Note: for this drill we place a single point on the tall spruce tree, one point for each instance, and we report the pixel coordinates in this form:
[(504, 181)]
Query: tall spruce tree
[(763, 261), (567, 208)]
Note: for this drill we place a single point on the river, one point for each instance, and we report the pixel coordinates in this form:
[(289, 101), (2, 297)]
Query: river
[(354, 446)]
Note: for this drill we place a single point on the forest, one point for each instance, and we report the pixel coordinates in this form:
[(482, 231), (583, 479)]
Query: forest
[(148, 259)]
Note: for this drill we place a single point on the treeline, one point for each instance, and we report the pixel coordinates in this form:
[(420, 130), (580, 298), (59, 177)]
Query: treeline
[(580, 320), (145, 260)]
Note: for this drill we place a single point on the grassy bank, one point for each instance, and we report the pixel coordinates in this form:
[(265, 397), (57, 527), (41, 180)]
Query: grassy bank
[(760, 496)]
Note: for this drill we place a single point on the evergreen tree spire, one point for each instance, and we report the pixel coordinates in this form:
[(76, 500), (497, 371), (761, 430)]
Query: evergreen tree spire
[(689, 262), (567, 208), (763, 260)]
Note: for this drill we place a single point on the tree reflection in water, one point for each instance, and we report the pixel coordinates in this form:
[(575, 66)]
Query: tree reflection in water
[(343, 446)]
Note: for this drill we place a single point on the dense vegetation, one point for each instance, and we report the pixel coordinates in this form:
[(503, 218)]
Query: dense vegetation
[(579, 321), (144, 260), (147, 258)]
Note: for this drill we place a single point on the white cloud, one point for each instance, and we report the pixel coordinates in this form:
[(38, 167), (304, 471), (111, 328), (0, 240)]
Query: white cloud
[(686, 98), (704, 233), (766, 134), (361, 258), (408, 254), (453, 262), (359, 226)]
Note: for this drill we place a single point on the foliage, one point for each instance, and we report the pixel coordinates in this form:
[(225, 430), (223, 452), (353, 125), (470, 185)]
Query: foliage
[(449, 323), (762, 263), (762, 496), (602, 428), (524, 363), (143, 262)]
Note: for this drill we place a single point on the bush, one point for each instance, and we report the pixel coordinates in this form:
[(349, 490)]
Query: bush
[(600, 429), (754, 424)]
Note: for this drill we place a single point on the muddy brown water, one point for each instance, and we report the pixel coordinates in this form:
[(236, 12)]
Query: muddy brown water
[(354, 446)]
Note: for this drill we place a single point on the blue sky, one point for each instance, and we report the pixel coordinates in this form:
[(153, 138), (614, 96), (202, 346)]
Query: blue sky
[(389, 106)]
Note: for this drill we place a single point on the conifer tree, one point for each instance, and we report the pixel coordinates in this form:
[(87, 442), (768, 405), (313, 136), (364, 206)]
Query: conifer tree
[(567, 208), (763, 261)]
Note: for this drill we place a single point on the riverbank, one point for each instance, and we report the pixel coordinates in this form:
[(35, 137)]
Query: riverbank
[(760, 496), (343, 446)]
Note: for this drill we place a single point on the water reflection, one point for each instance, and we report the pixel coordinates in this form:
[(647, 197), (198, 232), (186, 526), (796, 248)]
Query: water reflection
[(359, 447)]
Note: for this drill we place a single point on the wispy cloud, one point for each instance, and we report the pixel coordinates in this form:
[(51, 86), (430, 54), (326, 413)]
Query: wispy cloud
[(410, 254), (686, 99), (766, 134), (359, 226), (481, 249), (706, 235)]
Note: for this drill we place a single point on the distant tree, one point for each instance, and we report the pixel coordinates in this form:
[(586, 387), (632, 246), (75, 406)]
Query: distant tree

- - -

• **Task brief**:
Of the lines above, output exactly those from the line bearing "[(76, 500), (497, 371), (761, 430)]" through the line bearing "[(503, 218)]", inclusive.

• **Solution to this task**:
[(76, 500), (497, 371), (761, 430)]
Query: evergreen tree spire
[(689, 262), (567, 208), (763, 260)]
Note: for this drill we place a single point on the tree reflection in water, one point for each instance, and we report the pixel coordinates in this form:
[(575, 66)]
Query: tree reflection in water
[(343, 446)]
Note: for this drill we place a single point on the dense vegetation, one point for each instance, and we report the pixel coordinates in this form:
[(503, 218)]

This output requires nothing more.